PROMPT 1: From the brick patio cleaners extract, return the stretch from "Sure Klean 600 is" through "staining actually is." word for word.
PROMPT 2: According to the brick patio cleaners extract, how long should Sure Klean 600 be left on the brick at most?

═════ EXTRACT

The best store-bought brick patio cleaners
Prosoco Sure Klean 600 (best all-round acidic masonry cleaner)
Sure Klean 600 is a professional-grade acidic cleaner designed specifically for brick, tile, and masonry. It's the product I reach for first when dealing with general post-build dirt, mortar smears, and early-stage efflorescence on outdoor brick. It's a concentrate that you dilute with 4 to 12 parts clean water depending on the severity of the staining, which gives you a lot of control over the strength. At a 1:4 dilution its pH drops to around 0.28, so this is a genuinely strong acid product. That means it works fast, but you also need to respect the dwell time: leave it on for 3 to 5 minutes maximum and do not let it dry into the brick. Rinse thoroughly with clean water immediately after. Pre-wetting the surface before applying is essential. It stops the brick absorbing the acid too quickly and helps the cleaner work at the surface level where the staining actually is.
Wet & Forget Outdoor (best for mold, algae, moss, and low-effort cleaning)

══════════
═════ RECORDS SHOWN

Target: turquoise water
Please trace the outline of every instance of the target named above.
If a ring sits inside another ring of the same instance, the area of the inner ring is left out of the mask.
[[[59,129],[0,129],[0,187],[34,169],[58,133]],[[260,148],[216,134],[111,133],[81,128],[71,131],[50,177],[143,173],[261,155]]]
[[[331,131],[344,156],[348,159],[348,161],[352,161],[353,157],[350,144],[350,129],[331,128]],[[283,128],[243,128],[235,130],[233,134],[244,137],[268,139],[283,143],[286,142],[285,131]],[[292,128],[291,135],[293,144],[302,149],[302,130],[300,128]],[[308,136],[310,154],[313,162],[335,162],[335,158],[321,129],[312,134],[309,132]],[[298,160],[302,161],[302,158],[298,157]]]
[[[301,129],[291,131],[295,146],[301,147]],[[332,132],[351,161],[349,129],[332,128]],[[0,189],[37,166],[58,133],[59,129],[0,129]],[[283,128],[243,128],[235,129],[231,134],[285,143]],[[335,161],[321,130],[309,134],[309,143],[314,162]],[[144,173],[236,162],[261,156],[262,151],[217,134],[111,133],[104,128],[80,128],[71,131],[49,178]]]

══════════
═════ RECORDS SHOWN

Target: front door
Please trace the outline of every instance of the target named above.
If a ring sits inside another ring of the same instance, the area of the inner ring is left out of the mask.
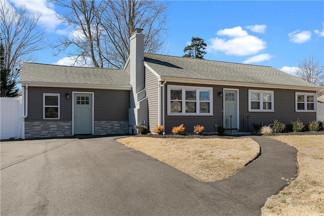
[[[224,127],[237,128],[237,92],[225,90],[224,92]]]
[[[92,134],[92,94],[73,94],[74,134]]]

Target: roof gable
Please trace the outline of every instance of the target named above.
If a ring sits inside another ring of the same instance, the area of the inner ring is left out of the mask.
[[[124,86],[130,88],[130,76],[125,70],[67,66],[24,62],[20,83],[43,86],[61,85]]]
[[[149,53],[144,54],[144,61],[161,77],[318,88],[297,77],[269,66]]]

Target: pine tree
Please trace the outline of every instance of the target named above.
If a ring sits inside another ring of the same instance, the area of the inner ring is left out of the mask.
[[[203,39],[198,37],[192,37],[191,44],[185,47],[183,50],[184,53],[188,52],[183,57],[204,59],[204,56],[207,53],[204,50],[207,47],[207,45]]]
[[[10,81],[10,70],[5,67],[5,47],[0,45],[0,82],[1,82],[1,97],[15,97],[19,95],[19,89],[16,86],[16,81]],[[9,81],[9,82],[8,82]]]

══════════
═════ RECORDS SHOWN

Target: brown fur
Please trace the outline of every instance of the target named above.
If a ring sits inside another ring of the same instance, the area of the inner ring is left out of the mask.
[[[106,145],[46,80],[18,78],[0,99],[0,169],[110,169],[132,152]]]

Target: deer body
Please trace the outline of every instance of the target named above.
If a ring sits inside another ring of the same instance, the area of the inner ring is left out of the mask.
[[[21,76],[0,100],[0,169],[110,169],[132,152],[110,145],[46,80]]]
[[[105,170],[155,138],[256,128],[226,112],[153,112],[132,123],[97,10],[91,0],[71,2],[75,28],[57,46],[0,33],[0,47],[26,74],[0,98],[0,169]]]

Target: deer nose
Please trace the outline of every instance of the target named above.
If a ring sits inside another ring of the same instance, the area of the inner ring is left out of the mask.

══════════

PROBLEM SOLUTION 1:
Sure Klean 600 is a professional-grade acidic cleaner designed specifically for brick, tile, and masonry. It's the product I reach for first when dealing with general post-build dirt, mortar smears, and early-stage efflorescence on outdoor brick. It's a concentrate that you dilute with 4 to 12 parts clean water depending on the severity of the staining, which gives you a lot of control over the strength. At a 1:4 dilution its pH drops to around 0.28, so this is a genuinely strong acid product. That means it works fast, but you also need to respect the dwell time: leave it on for 3 to 5 minutes maximum and do not let it dry into the brick. Rinse thoroughly with clean water immediately after. Pre-wetting the surface before applying is essential. It stops the brick absorbing the acid too quickly and helps the cleaner work at the surface level where the staining actually is.

PROBLEM SOLUTION 2: 3 to 5 minutes maximum.